** Short task **
Please return every line of the items below that contains the word "bull".

** Information supplied **
---

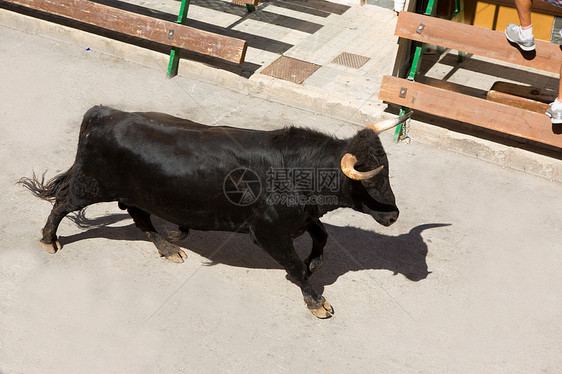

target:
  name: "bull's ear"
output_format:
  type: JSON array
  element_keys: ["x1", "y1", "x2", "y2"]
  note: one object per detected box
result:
[{"x1": 340, "y1": 153, "x2": 384, "y2": 181}]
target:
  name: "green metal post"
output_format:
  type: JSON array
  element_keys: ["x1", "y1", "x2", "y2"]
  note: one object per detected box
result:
[
  {"x1": 394, "y1": 0, "x2": 436, "y2": 143},
  {"x1": 168, "y1": 0, "x2": 190, "y2": 78}
]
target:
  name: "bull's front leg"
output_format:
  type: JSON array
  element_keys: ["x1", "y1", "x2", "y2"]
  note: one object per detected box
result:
[
  {"x1": 127, "y1": 207, "x2": 187, "y2": 262},
  {"x1": 304, "y1": 219, "x2": 328, "y2": 276},
  {"x1": 252, "y1": 225, "x2": 334, "y2": 318}
]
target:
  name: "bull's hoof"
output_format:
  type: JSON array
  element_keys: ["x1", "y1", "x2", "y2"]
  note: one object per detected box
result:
[
  {"x1": 158, "y1": 243, "x2": 187, "y2": 264},
  {"x1": 168, "y1": 229, "x2": 189, "y2": 242},
  {"x1": 39, "y1": 239, "x2": 62, "y2": 254},
  {"x1": 307, "y1": 297, "x2": 334, "y2": 319}
]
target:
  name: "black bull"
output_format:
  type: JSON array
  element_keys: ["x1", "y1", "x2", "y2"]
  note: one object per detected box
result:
[{"x1": 20, "y1": 106, "x2": 409, "y2": 318}]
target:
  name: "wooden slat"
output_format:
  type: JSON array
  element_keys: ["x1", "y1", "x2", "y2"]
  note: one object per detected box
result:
[
  {"x1": 486, "y1": 81, "x2": 557, "y2": 114},
  {"x1": 490, "y1": 81, "x2": 558, "y2": 104},
  {"x1": 232, "y1": 0, "x2": 259, "y2": 6},
  {"x1": 379, "y1": 75, "x2": 562, "y2": 148},
  {"x1": 394, "y1": 12, "x2": 562, "y2": 73},
  {"x1": 4, "y1": 0, "x2": 247, "y2": 64},
  {"x1": 486, "y1": 90, "x2": 549, "y2": 114}
]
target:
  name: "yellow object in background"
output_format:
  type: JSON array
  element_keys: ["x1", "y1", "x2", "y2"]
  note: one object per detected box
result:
[{"x1": 473, "y1": 1, "x2": 554, "y2": 42}]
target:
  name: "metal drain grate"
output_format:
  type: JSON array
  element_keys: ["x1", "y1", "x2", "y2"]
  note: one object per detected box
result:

---

** The solution **
  name: "bull's ear"
  name: "bull's front leg"
  name: "bull's hoof"
  name: "black bull"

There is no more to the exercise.